TASK DESCRIPTION: The answer is one number: how many lines in the data below hold "dress".

*** EXTRACTED INFORMATION Section Begins ***

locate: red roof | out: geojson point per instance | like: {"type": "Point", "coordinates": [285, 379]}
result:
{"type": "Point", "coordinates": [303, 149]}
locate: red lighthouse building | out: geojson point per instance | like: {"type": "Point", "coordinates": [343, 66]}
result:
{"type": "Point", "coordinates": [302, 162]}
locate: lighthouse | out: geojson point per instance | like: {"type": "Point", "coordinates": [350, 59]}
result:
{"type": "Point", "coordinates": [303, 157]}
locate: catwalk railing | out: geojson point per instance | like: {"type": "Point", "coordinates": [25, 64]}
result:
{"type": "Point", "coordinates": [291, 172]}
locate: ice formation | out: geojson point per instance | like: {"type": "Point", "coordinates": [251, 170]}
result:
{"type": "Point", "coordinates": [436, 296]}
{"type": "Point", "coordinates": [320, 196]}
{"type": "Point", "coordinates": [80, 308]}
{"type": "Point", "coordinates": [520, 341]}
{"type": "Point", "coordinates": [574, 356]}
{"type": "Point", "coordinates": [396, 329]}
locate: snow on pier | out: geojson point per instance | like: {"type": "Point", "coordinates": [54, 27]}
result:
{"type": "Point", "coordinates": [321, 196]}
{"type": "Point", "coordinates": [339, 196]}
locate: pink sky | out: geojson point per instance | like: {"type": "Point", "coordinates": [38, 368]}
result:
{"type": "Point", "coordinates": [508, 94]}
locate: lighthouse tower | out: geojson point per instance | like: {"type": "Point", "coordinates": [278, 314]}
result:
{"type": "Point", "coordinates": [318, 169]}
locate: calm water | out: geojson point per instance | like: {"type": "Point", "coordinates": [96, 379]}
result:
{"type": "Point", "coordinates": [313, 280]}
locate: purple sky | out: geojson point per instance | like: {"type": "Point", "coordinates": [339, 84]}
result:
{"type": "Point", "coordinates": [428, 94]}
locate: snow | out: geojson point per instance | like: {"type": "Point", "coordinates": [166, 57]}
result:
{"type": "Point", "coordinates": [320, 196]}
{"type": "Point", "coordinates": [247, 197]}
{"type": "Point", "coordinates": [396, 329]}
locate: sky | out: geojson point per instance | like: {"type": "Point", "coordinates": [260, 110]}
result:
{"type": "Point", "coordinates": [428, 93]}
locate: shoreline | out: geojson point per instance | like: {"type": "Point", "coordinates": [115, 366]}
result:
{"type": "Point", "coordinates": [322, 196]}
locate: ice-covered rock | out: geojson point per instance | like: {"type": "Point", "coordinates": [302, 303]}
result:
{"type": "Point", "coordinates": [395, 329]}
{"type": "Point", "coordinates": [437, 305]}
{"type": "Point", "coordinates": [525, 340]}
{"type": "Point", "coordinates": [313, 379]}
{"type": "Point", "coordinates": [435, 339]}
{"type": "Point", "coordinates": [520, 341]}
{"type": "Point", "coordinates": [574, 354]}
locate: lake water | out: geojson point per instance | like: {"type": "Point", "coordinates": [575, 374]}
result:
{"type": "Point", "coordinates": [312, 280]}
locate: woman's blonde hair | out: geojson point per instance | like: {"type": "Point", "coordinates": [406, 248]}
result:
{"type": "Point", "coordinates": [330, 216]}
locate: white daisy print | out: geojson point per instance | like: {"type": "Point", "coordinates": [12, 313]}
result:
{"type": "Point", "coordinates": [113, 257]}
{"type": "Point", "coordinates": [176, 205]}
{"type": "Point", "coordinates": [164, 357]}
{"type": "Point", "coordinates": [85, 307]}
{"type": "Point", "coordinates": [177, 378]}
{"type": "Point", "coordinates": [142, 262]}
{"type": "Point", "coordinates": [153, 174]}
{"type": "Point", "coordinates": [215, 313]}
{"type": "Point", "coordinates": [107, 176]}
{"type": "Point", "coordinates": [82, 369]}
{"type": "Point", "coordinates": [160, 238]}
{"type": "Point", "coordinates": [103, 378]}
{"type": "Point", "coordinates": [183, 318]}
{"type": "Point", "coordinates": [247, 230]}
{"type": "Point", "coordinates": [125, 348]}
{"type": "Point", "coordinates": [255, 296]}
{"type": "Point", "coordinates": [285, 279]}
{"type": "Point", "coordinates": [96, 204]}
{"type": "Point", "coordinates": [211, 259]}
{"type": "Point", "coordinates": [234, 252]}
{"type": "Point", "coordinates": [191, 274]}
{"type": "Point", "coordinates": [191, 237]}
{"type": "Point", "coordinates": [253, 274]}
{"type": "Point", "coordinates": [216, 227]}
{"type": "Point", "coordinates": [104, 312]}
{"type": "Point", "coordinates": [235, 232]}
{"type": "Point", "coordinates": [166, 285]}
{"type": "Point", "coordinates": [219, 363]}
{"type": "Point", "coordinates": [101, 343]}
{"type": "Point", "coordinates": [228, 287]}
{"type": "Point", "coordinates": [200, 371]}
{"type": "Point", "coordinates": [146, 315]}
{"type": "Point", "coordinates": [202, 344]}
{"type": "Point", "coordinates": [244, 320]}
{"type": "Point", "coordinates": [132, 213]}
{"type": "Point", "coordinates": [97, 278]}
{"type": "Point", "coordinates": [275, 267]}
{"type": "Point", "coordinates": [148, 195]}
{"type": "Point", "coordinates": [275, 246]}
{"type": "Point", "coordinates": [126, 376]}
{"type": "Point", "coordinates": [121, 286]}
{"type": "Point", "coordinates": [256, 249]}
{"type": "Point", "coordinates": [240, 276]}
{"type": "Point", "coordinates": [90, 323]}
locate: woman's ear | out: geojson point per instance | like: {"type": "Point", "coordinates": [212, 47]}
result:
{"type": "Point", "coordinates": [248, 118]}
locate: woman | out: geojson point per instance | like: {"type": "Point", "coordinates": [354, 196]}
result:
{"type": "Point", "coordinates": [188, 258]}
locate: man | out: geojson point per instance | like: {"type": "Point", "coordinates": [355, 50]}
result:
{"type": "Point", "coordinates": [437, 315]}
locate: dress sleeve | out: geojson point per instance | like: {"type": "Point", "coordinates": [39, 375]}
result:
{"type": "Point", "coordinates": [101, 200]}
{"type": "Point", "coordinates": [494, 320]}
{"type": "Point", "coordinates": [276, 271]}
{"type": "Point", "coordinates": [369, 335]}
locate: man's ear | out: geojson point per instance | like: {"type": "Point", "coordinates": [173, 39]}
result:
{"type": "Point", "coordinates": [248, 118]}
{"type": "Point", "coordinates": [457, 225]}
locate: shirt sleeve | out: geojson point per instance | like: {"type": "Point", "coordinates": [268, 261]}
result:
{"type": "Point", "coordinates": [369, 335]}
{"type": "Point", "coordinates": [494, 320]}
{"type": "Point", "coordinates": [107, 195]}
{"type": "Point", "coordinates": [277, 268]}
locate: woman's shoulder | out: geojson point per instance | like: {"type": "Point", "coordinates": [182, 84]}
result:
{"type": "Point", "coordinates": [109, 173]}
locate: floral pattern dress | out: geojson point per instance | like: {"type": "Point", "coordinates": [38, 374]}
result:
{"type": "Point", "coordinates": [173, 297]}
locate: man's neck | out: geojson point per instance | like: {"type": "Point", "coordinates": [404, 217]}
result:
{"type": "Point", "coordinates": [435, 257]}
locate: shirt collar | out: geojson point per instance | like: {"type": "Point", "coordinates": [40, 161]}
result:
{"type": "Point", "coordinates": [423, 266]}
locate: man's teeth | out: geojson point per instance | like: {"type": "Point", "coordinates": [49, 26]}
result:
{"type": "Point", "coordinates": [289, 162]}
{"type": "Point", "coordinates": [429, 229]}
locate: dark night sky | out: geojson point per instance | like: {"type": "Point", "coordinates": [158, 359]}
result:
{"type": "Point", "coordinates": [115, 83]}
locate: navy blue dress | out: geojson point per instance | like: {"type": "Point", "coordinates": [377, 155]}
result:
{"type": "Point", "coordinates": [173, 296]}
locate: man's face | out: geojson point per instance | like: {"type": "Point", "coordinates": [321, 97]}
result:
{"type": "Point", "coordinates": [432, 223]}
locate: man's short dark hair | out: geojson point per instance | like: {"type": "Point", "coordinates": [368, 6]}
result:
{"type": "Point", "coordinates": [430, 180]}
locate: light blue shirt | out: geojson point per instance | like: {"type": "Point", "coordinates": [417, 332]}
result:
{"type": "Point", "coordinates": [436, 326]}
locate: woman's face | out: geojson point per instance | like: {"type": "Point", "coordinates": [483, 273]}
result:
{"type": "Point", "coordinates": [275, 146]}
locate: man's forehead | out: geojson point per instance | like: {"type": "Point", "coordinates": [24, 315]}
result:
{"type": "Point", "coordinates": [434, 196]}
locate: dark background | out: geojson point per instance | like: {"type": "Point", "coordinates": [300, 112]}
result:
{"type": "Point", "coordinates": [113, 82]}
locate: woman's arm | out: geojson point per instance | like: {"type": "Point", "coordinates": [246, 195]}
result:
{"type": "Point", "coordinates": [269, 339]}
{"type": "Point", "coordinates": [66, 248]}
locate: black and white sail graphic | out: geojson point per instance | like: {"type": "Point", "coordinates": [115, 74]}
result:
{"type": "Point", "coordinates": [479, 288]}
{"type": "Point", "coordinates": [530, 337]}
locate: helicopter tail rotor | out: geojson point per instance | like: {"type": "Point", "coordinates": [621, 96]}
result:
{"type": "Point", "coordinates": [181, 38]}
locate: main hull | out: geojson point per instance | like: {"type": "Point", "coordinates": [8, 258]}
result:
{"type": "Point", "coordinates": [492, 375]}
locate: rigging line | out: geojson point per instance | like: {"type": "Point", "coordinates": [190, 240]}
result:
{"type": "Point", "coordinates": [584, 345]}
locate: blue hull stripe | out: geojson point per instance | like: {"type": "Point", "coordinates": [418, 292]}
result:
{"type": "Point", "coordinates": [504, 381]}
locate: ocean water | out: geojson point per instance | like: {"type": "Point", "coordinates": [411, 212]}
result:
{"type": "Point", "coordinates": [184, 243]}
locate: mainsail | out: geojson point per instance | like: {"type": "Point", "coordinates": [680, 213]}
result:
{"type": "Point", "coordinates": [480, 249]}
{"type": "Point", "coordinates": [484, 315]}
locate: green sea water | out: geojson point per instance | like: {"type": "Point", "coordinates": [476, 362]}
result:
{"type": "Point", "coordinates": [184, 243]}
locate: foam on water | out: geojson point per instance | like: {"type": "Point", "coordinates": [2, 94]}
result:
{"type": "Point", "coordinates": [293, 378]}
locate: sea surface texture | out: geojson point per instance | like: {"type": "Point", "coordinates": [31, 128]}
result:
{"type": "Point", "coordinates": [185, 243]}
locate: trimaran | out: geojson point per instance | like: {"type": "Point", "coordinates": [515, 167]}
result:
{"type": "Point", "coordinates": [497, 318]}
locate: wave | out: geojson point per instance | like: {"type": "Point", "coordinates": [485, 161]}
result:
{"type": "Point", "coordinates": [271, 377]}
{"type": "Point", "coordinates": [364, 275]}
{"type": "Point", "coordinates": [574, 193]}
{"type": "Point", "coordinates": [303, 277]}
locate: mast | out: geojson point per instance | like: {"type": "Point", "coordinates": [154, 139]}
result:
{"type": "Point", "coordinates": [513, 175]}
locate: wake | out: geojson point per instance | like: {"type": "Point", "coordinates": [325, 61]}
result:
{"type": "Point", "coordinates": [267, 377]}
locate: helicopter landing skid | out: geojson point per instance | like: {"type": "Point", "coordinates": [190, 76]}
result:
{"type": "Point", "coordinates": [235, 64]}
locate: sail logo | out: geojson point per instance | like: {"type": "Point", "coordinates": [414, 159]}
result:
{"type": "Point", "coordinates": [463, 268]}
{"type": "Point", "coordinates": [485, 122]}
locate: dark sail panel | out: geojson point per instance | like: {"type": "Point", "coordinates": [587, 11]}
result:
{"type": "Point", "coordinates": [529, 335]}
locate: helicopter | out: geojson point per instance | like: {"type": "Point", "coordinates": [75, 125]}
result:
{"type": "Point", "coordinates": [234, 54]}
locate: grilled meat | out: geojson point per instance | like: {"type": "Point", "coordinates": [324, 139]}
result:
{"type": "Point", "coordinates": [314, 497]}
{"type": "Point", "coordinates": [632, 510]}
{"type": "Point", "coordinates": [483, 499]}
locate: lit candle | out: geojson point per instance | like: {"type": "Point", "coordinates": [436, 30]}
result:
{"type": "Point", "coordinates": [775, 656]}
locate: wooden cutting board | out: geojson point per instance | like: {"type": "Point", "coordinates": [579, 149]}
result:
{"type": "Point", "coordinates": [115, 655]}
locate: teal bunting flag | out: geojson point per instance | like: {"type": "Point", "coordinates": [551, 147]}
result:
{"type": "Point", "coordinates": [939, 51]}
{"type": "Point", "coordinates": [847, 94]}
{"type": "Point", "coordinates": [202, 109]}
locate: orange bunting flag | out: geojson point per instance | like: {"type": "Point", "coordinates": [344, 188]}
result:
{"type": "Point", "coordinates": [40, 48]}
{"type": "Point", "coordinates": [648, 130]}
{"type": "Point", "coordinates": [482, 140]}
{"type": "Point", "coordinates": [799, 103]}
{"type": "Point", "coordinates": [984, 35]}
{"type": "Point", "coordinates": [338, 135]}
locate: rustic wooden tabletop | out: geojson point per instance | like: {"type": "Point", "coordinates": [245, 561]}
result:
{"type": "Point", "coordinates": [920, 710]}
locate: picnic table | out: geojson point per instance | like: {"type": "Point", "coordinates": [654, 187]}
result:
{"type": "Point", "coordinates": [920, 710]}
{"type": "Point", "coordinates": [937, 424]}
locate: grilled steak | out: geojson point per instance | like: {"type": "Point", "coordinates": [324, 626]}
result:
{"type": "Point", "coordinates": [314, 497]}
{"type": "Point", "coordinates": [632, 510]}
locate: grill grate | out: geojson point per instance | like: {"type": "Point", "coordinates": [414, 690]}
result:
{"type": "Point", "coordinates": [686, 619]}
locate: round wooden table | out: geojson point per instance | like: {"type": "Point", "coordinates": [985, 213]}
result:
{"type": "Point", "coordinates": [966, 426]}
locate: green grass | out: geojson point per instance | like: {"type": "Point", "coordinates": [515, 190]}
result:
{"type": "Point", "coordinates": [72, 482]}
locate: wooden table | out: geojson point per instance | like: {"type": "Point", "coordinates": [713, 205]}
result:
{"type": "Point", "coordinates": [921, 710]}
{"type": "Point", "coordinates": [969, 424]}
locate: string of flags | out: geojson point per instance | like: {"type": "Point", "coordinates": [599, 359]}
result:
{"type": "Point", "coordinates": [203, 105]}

*** EXTRACTED INFORMATION Section Ends ***

ANSWER BELOW: 3